▶ _Task prompt_: Change every "For this part of the lesson" in the records below to "In this exercise" and write the records out again with nothing else altered. Leave out the pictures.

▶ _Entries supplied_:
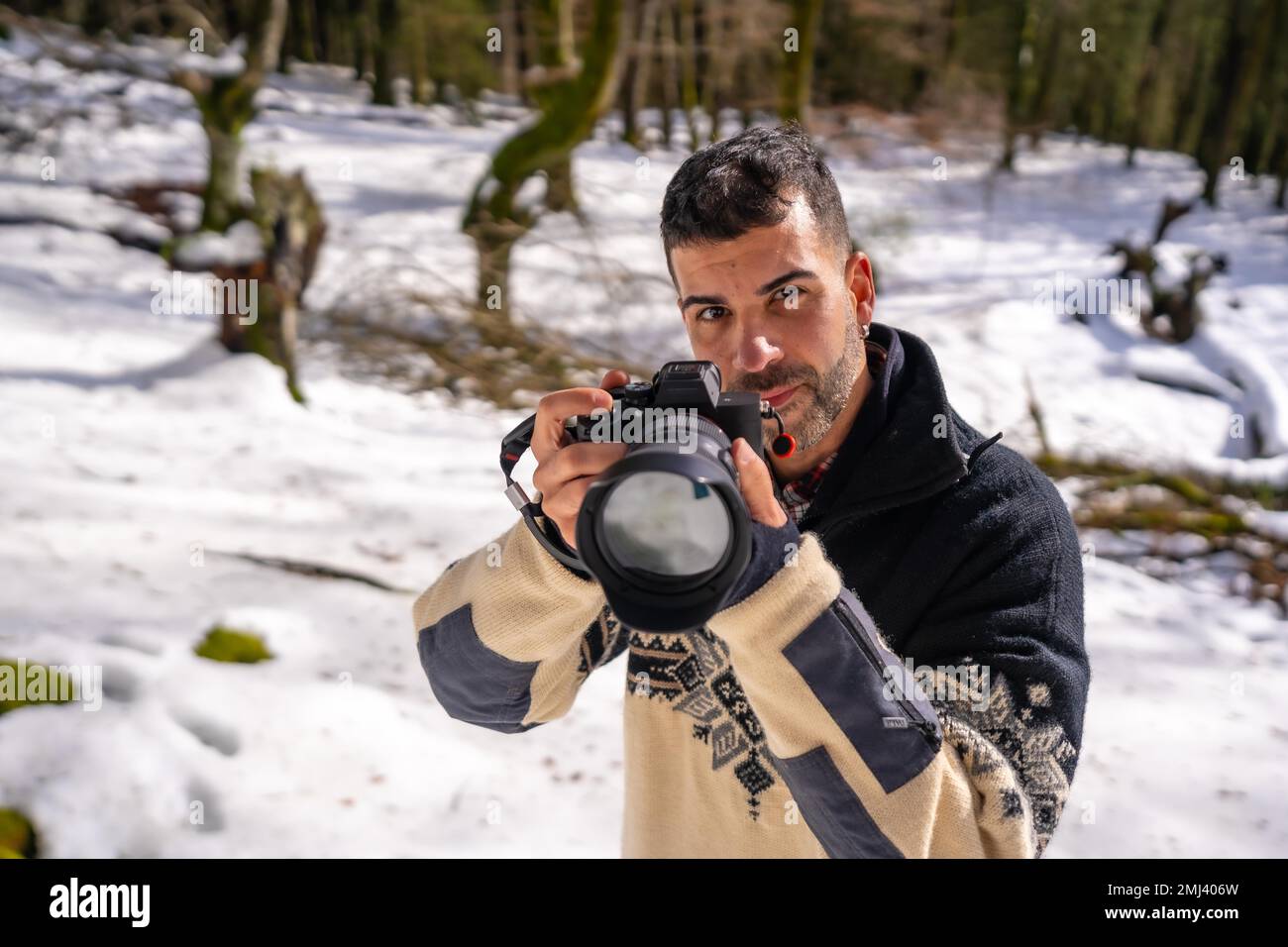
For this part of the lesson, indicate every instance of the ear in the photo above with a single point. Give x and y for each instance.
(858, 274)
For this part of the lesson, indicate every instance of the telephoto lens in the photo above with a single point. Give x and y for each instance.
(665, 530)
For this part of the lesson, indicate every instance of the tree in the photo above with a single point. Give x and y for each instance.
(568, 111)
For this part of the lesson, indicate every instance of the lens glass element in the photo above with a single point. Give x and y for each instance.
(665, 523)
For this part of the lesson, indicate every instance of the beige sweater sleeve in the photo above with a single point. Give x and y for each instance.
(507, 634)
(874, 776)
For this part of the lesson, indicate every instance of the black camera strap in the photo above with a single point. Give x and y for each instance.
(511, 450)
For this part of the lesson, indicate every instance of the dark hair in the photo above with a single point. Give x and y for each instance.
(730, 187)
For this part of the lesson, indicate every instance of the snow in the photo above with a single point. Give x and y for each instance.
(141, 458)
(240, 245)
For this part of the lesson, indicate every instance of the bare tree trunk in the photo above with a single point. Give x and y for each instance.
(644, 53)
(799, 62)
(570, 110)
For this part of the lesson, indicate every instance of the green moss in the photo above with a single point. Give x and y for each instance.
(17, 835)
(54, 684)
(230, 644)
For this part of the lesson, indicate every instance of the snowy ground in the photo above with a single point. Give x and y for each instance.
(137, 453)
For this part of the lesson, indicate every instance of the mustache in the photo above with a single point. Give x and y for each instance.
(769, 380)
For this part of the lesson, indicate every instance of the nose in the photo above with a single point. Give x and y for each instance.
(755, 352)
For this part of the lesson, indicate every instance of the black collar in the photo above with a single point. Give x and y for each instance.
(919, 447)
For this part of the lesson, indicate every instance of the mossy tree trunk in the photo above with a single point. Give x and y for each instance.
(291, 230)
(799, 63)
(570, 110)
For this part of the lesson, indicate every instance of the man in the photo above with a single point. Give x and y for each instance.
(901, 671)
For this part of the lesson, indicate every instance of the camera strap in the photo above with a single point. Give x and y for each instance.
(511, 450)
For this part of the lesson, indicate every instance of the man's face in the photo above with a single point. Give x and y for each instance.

▶ _Exercise output_:
In this exercise, indicate every instance of the ear in the photo above with a single point. Give x and y for each instance.
(858, 274)
In this exercise, indicate every instance of the telephoto lens in the photo above with a single point. Give x and y for each instance.
(665, 530)
In this exercise, indicate every instance of the tree in the photo above with a single point. Give x and y for each instance.
(568, 111)
In this exercise, indicate every instance of the lens glass element in the photo above with a single point. Give x and y for each instance.
(665, 523)
In this exercise, indicate every instance of the beige sweater sleeve in the photo above with a single point. Give x and y for each instance.
(507, 634)
(874, 776)
In this exercise, indicate every instance of the black camera strap in the photo above with a single point. Give x and y for each instance.
(511, 450)
In this exercise, indicate every instance of the dark hair in the photo above with a single point. Give x and y for each instance.
(730, 187)
In this exercise, indicate every instance of the snow in the photo above with a single point. Give x and y for each instance.
(141, 458)
(240, 245)
In this exercise, indicate every instance of the bare tree trunk in the photo above with a single point. Give x and y for each instance.
(644, 53)
(799, 62)
(570, 110)
In this exercise, indicate every instance of the green moss in the photo above with a single point. Give x and y for each instance.
(17, 835)
(54, 684)
(230, 644)
In this exercise, indicate every instance of the snowy ground in the photo above with a single point. Give x and y for each instance.
(137, 453)
In this exercise, indicate every instance of the mustache in the photo above with a single point. Give x and y for each instance.
(769, 380)
In this exercise, indicate every instance of the nose in the photo above with a single point. Give x and y for each instance.
(755, 352)
In this exercise, indicate every instance of the black collar in the photo above with a single point. Give x and y for each instance.
(919, 447)
In this exercise, indicate every instance of the mossy tree trunk in the photo above with a single point. Give x and y for each instance.
(291, 230)
(799, 63)
(570, 110)
In this exercise, indicate every instance of the man in the photo above with a single point. Give x and y for each instance.
(901, 671)
In this exercise, indicate every instance of the camera strap in the photo above with a single point. Give x and y for each instance.
(511, 450)
In this exercise, indicate every instance of the man's face in the photo above with a single point. Give x and y for each instance.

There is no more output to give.